### Текст для изучения:
........
Чарльз Мингус: гений и аутсайдер

Личность и музыка великого джазового композитора.

Чарльз Мингус: гений и аутсайдер

Любой человек, решивший познакомиться с условно современным джазом, может спросить совета в профильном сообществе — и почти наверняка он получит в качестве первичной рекомендации список людей, в той или иной степени считающихся визионерами жанра. Людей, деливших его историю на «до» и «после». Эллингтон, Паркер, Монк, Майлз, Мингус, Колтрейн…

Мингус. Даже среди чрезвычайных эксцентриков, из которых состоит этот список, Чарльз Мингус Младший стоял особняком, был во всех смыслах аутсайдером: и как личность, и как музыкант. Сотканный из противоречий, этот человек потрясающих талантов и очень сложного характера сочинял и играл музыку, которая влюбляет в себя, как кажется, практически любого, вне зависимости от бэкграунда.
........
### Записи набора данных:

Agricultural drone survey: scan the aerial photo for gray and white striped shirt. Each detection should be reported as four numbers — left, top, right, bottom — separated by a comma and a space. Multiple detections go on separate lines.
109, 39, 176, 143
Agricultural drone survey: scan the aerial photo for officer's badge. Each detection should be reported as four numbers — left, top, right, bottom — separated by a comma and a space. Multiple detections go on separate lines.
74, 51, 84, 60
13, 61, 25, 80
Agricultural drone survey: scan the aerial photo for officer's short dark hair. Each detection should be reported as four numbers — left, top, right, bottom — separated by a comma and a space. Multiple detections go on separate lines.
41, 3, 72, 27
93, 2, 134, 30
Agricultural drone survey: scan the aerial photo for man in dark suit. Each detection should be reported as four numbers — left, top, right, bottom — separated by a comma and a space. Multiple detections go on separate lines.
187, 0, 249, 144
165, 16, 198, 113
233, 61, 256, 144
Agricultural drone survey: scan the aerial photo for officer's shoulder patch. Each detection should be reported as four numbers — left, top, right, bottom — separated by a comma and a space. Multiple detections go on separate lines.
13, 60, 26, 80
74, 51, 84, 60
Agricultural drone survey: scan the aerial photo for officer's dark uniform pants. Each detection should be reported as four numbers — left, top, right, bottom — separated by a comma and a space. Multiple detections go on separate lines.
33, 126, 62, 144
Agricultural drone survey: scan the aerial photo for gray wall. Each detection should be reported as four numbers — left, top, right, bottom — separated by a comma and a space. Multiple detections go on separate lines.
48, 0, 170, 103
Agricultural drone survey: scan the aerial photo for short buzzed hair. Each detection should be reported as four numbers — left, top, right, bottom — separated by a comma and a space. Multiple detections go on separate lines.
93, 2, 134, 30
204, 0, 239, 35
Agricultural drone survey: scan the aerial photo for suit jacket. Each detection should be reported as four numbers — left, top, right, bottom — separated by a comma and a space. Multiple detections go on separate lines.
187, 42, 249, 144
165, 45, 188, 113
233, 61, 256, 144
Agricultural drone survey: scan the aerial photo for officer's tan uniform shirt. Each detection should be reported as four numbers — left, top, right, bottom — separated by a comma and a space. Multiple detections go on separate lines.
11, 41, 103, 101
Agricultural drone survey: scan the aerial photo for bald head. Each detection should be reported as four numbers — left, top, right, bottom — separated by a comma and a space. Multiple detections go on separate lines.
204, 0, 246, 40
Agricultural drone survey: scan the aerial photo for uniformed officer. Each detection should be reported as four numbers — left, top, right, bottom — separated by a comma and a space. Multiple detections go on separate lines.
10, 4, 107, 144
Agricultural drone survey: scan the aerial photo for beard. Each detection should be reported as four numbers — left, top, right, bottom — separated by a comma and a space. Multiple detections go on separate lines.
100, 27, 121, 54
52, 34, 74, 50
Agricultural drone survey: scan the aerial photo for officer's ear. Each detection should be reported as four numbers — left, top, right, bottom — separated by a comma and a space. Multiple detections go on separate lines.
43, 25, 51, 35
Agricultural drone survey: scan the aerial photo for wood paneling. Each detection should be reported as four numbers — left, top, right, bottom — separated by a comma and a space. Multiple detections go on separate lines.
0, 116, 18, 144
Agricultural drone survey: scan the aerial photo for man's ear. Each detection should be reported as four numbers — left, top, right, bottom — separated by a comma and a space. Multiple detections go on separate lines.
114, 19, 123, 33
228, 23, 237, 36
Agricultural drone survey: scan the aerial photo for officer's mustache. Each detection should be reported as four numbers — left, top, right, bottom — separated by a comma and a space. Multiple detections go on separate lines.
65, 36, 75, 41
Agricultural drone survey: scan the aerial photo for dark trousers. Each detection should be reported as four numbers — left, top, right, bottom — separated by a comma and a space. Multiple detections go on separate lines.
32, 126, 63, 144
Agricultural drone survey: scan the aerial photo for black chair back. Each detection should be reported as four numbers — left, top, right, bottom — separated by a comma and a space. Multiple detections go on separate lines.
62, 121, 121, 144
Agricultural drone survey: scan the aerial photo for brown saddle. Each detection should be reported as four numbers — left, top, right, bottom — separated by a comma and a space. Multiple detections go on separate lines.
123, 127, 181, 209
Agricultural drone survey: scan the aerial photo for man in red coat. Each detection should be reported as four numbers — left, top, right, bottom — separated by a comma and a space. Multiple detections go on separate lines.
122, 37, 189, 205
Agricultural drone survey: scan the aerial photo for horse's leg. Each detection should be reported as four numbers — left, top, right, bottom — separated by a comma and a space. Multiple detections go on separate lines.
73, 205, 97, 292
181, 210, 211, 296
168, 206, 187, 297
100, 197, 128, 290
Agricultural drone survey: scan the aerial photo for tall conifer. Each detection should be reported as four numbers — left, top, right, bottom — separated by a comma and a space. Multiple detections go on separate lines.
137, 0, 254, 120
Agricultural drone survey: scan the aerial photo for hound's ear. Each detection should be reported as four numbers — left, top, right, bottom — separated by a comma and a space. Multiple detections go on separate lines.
........
### Выполните задания:
1. Изложите содержание статьи о Чарльзе Мингусе в двух предложениях.
2. Продолжите статью о Чарльзе Мингусе с того места, где она обрывается.

### Ответы:
1. Тому, кто решил познакомиться с условно современным джазом, в профильном сообществе почти наверняка порекомендуют визионеров жанра, разделивших его историю на «до» и «после»: Эллингтона, Паркера, Монка, Майлза, Мингуса, Колтрейна. Даже среди этих эксцентриков Чарльз Мингус Младший стоял особняком и был аутсайдером как личность и как музыкант: человек потрясающих талантов и очень сложного характера, он сочинял и играл музыку, которая влюбляет в себя практически любого, вне зависимости от бэкграунда.

2.
Становление

Чарльз Мингус Младший был ребенком смешанных кровей. В нем текла кровь черных рабов, китайцев, индейцев и кого только еще не: по разным утверждениям, его отец был то ли наполовину швед, то ли наполовину немец. Книга «Beneath the Underdog», формально автобиография Мингуса, могла бы пролить свет на этот вопрос, но изрядная ее часть есть мистификация, компиляция неотличимых друг от друга реальных фактов, семейных баек, фантазий и ложных воспоминаний.

Детали здесь не так важны, важно то, что уже по факту своего рождения наш герой был чужим: он рос в обществе, где кровь была все еще очень важна. Для латиносов он был негром, для белых просто цветным, чернокожие ребята из лос-анджелесского Уоттса, куда семья Мингусов переехала вскоре после его рождения, тоже не принимали его. Мать Чарльза умерла еще до переезда, и отец женился еще раз. Родители, в особенности холодный, авторитарный, отчужденный отец пытались воспитывать Чарльза и его сестер как белых. Таким образом, нескладный, странноватый Чарльз испытывал дискомфорт в равной степени дома и в школе.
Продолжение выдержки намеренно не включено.